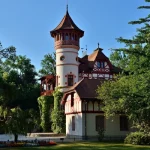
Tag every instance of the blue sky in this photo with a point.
(25, 24)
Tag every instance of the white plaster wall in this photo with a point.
(69, 64)
(77, 104)
(112, 125)
(78, 124)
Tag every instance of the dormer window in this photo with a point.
(67, 36)
(70, 80)
(100, 64)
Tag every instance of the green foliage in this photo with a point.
(129, 92)
(9, 52)
(44, 107)
(16, 121)
(58, 121)
(48, 65)
(57, 115)
(138, 138)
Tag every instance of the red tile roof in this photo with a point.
(67, 23)
(86, 88)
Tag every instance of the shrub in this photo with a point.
(138, 138)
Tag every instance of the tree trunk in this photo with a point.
(15, 138)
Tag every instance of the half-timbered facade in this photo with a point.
(79, 79)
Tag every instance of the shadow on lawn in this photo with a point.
(88, 146)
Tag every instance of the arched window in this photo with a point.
(69, 36)
(70, 80)
(99, 122)
(63, 36)
(66, 36)
(62, 58)
(72, 37)
(75, 37)
(57, 37)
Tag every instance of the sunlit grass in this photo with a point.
(89, 146)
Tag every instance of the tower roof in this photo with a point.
(67, 24)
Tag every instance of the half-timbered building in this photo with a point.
(79, 79)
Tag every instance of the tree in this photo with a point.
(129, 93)
(9, 52)
(19, 76)
(48, 65)
(58, 115)
(45, 103)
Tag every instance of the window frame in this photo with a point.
(98, 122)
(124, 123)
(70, 80)
(73, 123)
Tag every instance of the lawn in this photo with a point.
(89, 146)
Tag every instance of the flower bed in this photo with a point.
(27, 144)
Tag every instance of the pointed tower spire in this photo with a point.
(67, 8)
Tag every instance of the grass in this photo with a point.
(89, 146)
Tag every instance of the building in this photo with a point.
(78, 79)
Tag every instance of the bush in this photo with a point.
(138, 138)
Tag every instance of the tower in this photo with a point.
(67, 36)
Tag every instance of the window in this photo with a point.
(100, 64)
(77, 59)
(72, 99)
(57, 37)
(99, 122)
(62, 58)
(70, 80)
(123, 123)
(72, 37)
(66, 37)
(73, 123)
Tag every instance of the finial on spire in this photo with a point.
(98, 44)
(67, 6)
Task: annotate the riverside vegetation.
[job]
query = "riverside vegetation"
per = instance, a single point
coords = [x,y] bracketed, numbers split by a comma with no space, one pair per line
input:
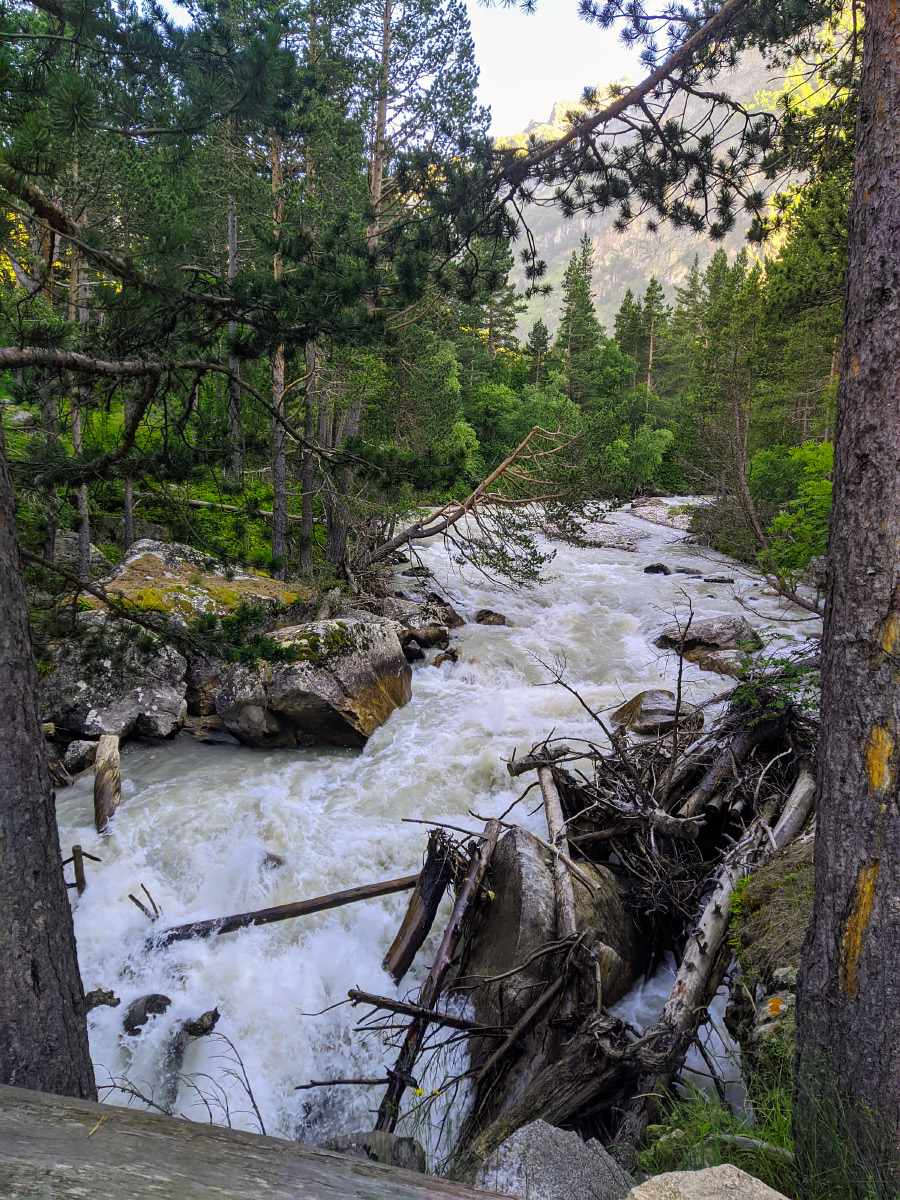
[259,339]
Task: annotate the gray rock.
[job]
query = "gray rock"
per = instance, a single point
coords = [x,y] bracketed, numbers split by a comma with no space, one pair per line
[520,921]
[204,678]
[540,1162]
[725,1182]
[349,678]
[139,1012]
[653,712]
[487,617]
[103,683]
[65,553]
[79,755]
[379,1146]
[729,633]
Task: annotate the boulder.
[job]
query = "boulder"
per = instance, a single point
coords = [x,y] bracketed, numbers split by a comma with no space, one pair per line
[204,678]
[379,1146]
[413,651]
[109,681]
[540,1162]
[727,633]
[445,657]
[346,679]
[185,582]
[725,1182]
[421,621]
[487,617]
[653,712]
[79,756]
[517,923]
[65,553]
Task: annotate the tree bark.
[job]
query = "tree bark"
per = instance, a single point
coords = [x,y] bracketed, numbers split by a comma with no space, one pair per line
[43,1031]
[847,1069]
[280,462]
[234,471]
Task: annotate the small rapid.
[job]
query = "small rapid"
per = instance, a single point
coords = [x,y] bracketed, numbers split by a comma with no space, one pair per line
[215,828]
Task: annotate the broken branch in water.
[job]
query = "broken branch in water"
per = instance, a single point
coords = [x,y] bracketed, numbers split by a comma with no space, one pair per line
[281,912]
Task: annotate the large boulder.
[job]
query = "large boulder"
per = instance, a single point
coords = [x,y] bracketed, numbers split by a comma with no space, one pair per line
[114,678]
[713,643]
[185,582]
[725,1182]
[341,681]
[727,633]
[540,1162]
[653,712]
[514,930]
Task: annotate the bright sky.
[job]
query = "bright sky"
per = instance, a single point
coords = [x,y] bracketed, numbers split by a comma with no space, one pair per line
[528,61]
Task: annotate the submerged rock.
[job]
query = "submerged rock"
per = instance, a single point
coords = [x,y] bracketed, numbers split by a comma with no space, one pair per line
[653,712]
[727,633]
[79,756]
[516,925]
[540,1162]
[348,678]
[379,1146]
[184,582]
[112,679]
[725,1182]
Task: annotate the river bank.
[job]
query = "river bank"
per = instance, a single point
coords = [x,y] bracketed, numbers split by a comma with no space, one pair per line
[210,829]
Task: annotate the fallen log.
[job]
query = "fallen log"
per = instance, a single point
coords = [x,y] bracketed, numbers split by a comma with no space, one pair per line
[539,759]
[281,912]
[426,1014]
[107,781]
[732,755]
[429,993]
[433,880]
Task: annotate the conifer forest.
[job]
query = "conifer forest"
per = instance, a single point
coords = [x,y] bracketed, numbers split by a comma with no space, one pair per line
[349,563]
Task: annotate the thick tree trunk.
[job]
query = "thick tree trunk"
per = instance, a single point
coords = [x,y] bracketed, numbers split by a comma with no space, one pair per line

+++

> **Work instruction**
Copy each line of the data that contains the word "gray", leaving the other lines out.

> **Task answer**
Task: annotate the gray rock.
query = "gray rock"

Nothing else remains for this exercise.